Short task a
Please reproduce the stretch of the records from the line containing "the ice arch" through the end of the records, with both ends included and the requests kept, and add 90 to every coordinate in the answers.

╭─ Reading text

# Metamath Proof Explorer

## Theorem nvmval

Description: Value of vector subtraction on a normed complex vector space. (Contributed by NM, 11-Sep-2007) (New usage is discouraged.)

Ref Expression
Hypotheses nvmval.1 ${⊢}{X}=\mathrm{BaseSet}\left({U}\right)$
nvmval.2 ${⊢}{G}={+}_{v}\left({U}\right)$
nvmval.4 ${⊢}{S}={\cdot }_{\mathrm{𝑠OLD}}\left({U}\right)$
nvmval.3 ${⊢}{M}={-}_{v}\left({U}\right)$
Assertion nvmval ${⊢}\left({U}\in \mathrm{NrmCVec}\wedge {A}\in {X}\wedge {B}\in {X}\right)\to {A}{M}{B}={A}{G}\left(-1{S}{B}\right)$

### Proof

Step Hyp Ref Expression
1 nvmval.1 ${⊢}{X}=\mathrm{BaseSet}\left({U}\right)$
2 nvmval.2 ${⊢}{G}={+}_{v}\left({U}\right)$
3 nvmval.4 ${⊢}{S}={\cdot }_{\mathrm{𝑠OLD}}\left({U}\right)$
4 nvmval.3 ${⊢}{M}={-}_{v}\left({U}\right)$
5 2 nvgrp ${⊢}{U}\in \mathrm{NrmCVec}\to {G}\in \mathrm{GrpOp}$
6 1 2 bafval ${⊢}{X}=\mathrm{ran}{G}$
7 eqid ${⊢}\mathrm{inv}\left({G}\right)=\mathrm{inv}\left({G}\right)$
8 eqid ${⊢}{/}_{g}\left({G}\right)={/}_{g}\left({G}\right)$
9 6 7 8 grpodivval ${⊢}\left({G}\in \mathrm{GrpOp}\wedge {A}\in {X}\wedge {B}\in {X}\right)\to {A}{/}_{g}\left({G}\right){B}={A}{G}\mathrm{inv}\left({G}\right)\left({B}\right)$
10 5 9 syl3an1 ${⊢}\left({U}\in \mathrm{NrmCVec}\wedge {A}\in {X}\wedge {B}\in {X}\right)\to {A}{/}_{g}\left({G}\right){B}={A}{G}\mathrm{inv}\left({G}\right)\left({B}\right)$
11 1 2 4 8 nvm ${⊢}\left({U}\in \mathrm{NrmCVec}\wedge {A}\in {X}\wedge {B}\in {X}\right)\to {A}{M}{B}={A}{/}_{g}\left({G}\right){B}$
12 1 2 3 7 nvinv ${⊢}\left({U}\in \mathrm{NrmCVec}\wedge {B}\in {X}\right)\to -1{S}{B}=\mathrm{inv}\left({G}\right)\left({B}\right)$
13 12 3adant2 ${⊢}\left({U}\in \mathrm{NrmCVec}\wedge {A}\in {X}\wedge {B}\in {X}\right)\to -1{S}{B}=\mathrm{inv}\left({G}\right)\left({B}\right)$
14 13 oveq2d ${⊢}\left({U}\in \mathrm{NrmCVec}\wedge {A}\in {X}\wedge {B}\in {X}\right)\to {A}{G}\left(-1{S}{B}\right)={A}{G}\mathrm{inv}\left({G}\right)\left({B}\right)$
15 10 11 14 3eqtr4d ${⊢}\left({U}\in \mathrm{NrmCVec}\wedge {A}\in {X}\wedge {B}\in {X}\right)\to {A}{M}{B}={A}{G}\left(-1{S}{B}\right)$

╰─

Short task b
Answer these about the Metamath page:
(i) Who contributed the theorem, and on what date?
(ii) Which reference does proof step 5 cite?
(iii) Which reference does the final proof step use?

╭─ Listing

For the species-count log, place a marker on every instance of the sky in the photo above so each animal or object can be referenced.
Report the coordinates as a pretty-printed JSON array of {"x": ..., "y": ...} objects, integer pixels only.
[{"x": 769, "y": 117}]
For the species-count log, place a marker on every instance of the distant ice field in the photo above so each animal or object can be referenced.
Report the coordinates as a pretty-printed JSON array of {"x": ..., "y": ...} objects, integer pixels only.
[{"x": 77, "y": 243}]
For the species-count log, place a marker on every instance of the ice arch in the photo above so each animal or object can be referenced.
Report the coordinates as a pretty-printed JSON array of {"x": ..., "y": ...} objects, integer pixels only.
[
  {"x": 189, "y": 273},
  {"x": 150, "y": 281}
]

╰─

Reply a
For the species-count log, place a marker on every instance of the ice arch in the photo above so each animal or object can be referenced.
Report the coordinates as a pretty-printed JSON array of {"x": ..., "y": ...} objects, integer pixels only.
[
  {"x": 279, "y": 363},
  {"x": 240, "y": 371}
]

Reply b
(i) NM, on 11-Sep-2007.
(ii) nvgrp.
(iii) 3eqtr4d.